# SCHRIFTLICHE AUFGABE 1
Erläutern Sie anhand des folgenden Lesetexts, warum die Brics-Staaten den US-Präsidenten provozieren und womit er ihnen im Januar drohte.

# LESETEXT
Ohne Feindbilder geht bei Donald Trump nichts. Die Brics-Staaten nehmen dabei eine Art Ehrenplatz ein. Sie wollen die Abhängigkeit der Weltwirtschaft vom US-Dollar als Leitwährung überwinden, was den US-Präsidenten triggert. Kurz nach seiner Vereidigung im Januar drohte er ihnen mit Zöllen bis 100 Prozent, falls sie an diesem Plan festhalten.
Zum diesjährigen Brics-Gipfel am Sonntag und Montag im brasilianischen Rio de Janeiro legte Trump nach. Auf Truth Social drohte er jedem Land, das sich «der antiamerikanischen Politik der Brics anschliesst», mit einem zusätzlichen Zoll von zehn Prozent. Zuvor hatten die Brics «ernsthafte Bedenken» gegen Trumps Handels- und Zollpolitik geäussert.
Trumps Furor wirkt wie so oft überzogen. Im Prinzip ist die 2009 von Brasilien, Russland, Indien und China gegründete Gruppe (2011 kam Südafrika hinzu) ein mächtiger Player. Sie repräsentiere mehr als die Hälfte der Weltbevölkerung und 40 Prozent der globalen Wirtschaftsleistung, wie Brasiliens Präsident Lula da Silva zur Eröffnung des Gipfels betonte.
Am letztjährigen Treffen im russischen Kasan stiessen Ägypten, Äthiopien, Iran und die Vereinigten Arabischen Emirate hinzu. Dieses Jahr folgte Indonesien. Saudi-Arabien ist eingeladen, hat seine Mitgliedschaft aber nicht formalisiert. Auf dem Papier ist es eine beeindruckende Ansammlung gewichtiger Staaten vor allem aus dem Globalen Süden.

# SCHRIFTLICHE AUFGABE 2
Formatieren Sie in den Einträgen die Zeilen von der Zeile mit „target: blue background“ bis zur Zeile mit „99], [256, 88]]]“, beide eingeschlossen, als nummerierte Liste und lassen Sie dabei Leerzeilen weg.

# Einträge aus einem Datensatz
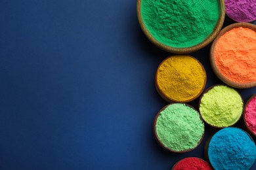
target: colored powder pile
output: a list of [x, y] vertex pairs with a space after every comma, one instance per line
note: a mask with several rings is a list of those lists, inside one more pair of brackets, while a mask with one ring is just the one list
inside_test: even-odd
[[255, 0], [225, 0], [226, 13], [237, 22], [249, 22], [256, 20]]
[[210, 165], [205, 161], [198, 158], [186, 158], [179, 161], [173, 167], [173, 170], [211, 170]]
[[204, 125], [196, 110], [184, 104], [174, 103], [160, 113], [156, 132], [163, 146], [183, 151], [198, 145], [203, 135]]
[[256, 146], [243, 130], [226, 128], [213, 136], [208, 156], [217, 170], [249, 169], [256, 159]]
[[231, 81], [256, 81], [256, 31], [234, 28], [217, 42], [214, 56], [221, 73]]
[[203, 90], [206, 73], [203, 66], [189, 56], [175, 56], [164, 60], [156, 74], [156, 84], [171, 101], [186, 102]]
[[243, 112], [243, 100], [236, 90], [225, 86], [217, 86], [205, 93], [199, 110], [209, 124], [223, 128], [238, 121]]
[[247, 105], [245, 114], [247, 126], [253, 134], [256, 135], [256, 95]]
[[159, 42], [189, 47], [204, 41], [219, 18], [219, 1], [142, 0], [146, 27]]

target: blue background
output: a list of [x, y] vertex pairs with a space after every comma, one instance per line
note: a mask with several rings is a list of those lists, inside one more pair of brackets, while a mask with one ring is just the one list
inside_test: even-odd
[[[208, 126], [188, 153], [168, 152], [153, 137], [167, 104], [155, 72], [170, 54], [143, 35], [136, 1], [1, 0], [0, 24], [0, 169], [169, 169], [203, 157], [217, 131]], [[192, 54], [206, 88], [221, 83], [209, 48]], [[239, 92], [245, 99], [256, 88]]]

...

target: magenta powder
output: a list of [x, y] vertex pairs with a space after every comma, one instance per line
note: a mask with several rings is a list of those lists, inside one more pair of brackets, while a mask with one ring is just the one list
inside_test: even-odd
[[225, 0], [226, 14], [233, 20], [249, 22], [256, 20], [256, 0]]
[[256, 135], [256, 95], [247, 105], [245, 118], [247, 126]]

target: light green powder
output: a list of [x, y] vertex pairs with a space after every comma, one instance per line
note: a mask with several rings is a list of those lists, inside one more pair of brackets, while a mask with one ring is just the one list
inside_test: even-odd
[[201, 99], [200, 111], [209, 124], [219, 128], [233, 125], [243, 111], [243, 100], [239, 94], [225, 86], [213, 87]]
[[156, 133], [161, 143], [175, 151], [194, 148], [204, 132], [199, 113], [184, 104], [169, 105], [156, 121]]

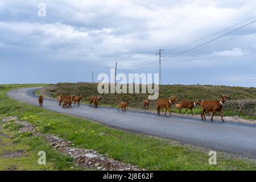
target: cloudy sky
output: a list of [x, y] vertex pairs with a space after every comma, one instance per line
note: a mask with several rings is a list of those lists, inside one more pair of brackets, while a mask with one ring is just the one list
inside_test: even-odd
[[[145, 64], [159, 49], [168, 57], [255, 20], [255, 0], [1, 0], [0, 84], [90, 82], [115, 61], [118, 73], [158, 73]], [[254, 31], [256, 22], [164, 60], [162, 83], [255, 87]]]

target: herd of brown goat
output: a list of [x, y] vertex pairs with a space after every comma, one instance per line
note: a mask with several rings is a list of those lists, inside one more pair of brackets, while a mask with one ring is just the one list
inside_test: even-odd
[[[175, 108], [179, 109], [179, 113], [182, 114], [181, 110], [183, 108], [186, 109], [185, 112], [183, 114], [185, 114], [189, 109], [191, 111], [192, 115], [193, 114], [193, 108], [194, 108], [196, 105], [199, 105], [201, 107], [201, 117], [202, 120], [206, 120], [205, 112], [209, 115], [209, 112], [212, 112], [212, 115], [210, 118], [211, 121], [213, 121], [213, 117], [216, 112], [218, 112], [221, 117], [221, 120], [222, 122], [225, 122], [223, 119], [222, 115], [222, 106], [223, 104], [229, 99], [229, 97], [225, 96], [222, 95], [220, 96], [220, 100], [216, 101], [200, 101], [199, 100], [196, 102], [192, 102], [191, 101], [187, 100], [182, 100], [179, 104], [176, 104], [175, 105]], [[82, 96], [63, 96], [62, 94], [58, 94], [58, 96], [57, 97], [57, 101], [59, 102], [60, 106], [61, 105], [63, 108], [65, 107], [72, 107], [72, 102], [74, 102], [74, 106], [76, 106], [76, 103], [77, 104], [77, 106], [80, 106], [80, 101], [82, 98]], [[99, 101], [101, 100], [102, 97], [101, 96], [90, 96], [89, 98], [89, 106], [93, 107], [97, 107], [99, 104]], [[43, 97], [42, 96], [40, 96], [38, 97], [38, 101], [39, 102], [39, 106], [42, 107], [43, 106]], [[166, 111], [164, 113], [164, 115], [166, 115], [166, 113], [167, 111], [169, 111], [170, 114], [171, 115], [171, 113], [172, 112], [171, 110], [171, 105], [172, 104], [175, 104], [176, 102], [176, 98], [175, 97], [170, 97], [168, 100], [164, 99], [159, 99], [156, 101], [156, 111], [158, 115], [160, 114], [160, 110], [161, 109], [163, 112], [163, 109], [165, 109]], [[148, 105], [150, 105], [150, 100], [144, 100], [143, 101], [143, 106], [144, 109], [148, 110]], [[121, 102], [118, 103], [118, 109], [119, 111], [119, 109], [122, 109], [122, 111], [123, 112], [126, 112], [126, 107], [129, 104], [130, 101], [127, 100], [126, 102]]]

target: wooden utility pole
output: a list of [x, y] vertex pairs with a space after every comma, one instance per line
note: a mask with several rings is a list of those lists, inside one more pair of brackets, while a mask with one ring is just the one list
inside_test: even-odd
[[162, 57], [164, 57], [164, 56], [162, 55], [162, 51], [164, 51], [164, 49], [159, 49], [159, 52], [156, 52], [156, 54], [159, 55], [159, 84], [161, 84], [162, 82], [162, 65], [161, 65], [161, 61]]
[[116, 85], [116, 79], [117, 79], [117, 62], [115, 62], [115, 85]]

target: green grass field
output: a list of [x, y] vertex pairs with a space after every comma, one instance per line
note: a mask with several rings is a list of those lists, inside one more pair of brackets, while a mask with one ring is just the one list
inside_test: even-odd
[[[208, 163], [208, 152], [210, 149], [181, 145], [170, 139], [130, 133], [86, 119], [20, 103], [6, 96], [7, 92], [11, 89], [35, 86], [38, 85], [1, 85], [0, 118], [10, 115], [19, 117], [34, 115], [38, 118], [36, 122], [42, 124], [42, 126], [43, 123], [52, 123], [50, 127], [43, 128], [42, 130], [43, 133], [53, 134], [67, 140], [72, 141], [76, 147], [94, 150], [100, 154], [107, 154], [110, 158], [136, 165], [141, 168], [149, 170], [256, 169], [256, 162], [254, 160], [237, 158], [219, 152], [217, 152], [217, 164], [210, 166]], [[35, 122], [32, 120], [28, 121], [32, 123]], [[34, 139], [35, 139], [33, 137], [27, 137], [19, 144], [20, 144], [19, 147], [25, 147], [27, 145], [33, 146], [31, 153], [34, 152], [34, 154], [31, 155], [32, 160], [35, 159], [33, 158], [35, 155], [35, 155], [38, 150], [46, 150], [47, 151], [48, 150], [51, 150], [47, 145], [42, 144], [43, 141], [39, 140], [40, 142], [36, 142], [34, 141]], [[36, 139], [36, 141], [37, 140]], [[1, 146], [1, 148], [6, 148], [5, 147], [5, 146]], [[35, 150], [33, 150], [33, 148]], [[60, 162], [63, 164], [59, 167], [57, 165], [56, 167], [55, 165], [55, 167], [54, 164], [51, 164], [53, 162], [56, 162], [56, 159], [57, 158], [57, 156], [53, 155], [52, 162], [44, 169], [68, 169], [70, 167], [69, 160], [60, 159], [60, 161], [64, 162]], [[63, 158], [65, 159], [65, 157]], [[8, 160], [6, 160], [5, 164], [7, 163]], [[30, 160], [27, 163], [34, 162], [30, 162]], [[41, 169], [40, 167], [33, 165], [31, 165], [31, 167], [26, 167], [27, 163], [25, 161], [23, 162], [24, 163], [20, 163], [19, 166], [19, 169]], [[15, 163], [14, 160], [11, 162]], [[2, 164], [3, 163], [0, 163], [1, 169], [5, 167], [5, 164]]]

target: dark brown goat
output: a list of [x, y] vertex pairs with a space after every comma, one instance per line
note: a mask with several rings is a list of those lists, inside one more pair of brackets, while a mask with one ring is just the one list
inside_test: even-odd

# LÖSUNG 1
Die Brics-Staaten wollen die Abhängigkeit der Weltwirtschaft vom US-Dollar als Leitwährung überwinden, was Trump provoziert. Kurz nach seiner Vereidigung im Januar drohte er ihnen deshalb mit Zöllen bis 100 Prozent, falls sie an diesem Plan festhalten.

# LÖSUNG 2
1. target: blue background
2. output: a list of [x, y] vertex pairs with a space after every comma, one instance per line
3. note: a mask with several rings is a list of those lists, inside one more pair of brackets, while a mask with one ring is just the one list
4. inside_test: even-odd
5. [[[208, 126], [188, 153], [168, 152], [153, 137], [167, 104], [155, 72], [170, 54], [143, 35], [136, 1], [1, 0], [0, 24], [0, 169], [169, 169], [203, 157], [217, 131]], [[192, 54], [206, 88], [221, 83], [209, 48]], [[239, 92], [245, 99], [256, 88]]]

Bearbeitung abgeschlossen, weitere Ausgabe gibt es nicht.